======== EXCERPTED RECORDS

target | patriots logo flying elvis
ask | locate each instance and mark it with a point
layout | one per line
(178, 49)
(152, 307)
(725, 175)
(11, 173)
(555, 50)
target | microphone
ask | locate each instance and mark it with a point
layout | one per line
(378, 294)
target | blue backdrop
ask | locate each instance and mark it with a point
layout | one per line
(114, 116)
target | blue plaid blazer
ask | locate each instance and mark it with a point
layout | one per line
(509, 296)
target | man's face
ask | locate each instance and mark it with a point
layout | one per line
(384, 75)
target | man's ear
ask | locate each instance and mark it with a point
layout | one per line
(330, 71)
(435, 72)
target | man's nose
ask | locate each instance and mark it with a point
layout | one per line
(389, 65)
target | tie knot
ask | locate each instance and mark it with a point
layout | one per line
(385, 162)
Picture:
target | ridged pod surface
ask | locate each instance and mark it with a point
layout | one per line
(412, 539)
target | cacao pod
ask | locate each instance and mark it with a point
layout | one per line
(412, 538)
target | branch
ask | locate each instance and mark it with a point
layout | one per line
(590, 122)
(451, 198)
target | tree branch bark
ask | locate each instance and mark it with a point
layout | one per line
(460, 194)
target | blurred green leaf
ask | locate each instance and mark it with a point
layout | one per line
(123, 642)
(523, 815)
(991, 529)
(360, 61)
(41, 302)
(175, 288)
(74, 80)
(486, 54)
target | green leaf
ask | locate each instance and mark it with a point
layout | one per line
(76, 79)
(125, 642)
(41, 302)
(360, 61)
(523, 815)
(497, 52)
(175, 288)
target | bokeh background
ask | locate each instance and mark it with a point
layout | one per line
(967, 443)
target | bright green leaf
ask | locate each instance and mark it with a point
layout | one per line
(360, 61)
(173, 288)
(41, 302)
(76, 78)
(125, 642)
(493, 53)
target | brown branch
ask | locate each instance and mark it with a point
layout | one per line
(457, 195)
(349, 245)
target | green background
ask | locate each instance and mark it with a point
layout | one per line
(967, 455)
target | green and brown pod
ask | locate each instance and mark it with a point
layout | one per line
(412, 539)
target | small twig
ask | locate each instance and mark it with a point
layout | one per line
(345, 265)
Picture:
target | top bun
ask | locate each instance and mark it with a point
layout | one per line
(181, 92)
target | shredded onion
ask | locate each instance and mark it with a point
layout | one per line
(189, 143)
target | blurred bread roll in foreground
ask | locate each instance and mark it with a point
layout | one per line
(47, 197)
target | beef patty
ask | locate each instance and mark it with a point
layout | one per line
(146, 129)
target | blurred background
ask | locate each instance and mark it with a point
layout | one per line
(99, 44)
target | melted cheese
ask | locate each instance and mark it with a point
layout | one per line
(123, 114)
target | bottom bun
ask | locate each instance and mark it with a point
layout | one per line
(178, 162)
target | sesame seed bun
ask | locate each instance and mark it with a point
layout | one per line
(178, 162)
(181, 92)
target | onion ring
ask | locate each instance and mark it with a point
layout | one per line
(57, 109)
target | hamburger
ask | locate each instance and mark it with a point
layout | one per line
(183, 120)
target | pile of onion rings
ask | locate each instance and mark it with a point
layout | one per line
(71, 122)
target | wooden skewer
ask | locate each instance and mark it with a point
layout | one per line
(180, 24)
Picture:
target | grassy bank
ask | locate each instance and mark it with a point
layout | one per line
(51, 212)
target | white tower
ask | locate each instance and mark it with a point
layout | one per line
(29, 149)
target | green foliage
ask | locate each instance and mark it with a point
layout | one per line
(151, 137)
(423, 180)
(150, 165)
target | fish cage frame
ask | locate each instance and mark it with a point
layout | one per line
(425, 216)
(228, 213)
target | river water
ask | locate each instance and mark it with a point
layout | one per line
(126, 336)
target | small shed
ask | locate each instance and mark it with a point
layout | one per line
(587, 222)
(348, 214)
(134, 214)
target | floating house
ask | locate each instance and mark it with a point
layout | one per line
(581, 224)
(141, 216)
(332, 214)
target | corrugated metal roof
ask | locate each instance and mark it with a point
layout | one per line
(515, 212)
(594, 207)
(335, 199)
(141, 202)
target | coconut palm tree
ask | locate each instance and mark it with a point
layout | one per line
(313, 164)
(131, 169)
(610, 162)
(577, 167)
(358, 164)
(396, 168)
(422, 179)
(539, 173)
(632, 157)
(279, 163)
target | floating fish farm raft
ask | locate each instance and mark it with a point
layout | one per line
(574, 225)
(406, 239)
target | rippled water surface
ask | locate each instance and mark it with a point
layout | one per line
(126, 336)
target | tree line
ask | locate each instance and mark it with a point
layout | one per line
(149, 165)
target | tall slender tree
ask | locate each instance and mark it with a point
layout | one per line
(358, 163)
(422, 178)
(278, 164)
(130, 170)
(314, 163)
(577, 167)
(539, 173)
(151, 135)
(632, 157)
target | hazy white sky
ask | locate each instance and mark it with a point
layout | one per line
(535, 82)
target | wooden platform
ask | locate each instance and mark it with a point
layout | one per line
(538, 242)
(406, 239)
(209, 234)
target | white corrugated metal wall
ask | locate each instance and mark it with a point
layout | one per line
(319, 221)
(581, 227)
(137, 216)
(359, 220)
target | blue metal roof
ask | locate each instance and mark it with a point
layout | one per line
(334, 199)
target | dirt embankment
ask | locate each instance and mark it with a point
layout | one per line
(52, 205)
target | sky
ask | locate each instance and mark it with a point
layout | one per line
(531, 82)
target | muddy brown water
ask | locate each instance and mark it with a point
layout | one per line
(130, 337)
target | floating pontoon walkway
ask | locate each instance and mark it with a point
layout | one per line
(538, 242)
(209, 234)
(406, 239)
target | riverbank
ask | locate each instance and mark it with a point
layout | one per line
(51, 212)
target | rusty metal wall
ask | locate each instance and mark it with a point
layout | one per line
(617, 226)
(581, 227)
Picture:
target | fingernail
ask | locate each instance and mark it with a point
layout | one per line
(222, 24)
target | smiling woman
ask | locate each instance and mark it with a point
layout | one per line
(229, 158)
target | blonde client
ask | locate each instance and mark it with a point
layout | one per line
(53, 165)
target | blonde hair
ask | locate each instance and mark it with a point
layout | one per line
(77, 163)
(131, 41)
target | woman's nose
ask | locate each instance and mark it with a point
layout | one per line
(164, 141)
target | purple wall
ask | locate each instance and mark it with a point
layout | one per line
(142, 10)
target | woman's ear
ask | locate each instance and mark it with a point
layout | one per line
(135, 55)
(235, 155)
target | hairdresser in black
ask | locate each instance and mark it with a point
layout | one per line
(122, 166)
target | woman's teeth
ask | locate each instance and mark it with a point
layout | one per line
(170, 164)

================

* WHAT NEEDS TO BE DONE *
Quote, word for word, every line starting at the one that contains "target | rusty metal wall" and ending with the final line of the entries.

* OUTPUT OF THE TASK *
target | rusty metal wall
ask | locate each instance and mark it with a point
layout | one per line
(617, 226)
(581, 227)
Picture:
target | fingernail
ask | locate each instance and mark it with a point
layout | one per line
(222, 24)
target | smiling woman
ask | locate each instance and mark it with a point
layout | one per line
(229, 158)
target | blonde client
ask | locate each instance and mark it with a point
layout | one per line
(53, 165)
target | blonde hair
ask | locate each instance and mark it with a point
layout | one per line
(77, 163)
(131, 41)
target | woman's nose
ask | locate each instance and mark it with a point
layout | one per line
(164, 141)
target | purple wall
ask | locate each instance and mark it with a point
layout | one per line
(142, 10)
target | woman's ear
ask | locate each instance and mark it with a point
layout | one per line
(135, 55)
(235, 155)
target | hairdresser in black
ask | locate each instance and mark it with a point
layout | one per line
(122, 166)
target | woman's teeth
ask | locate each instance and mark it with a point
layout | one per line
(170, 164)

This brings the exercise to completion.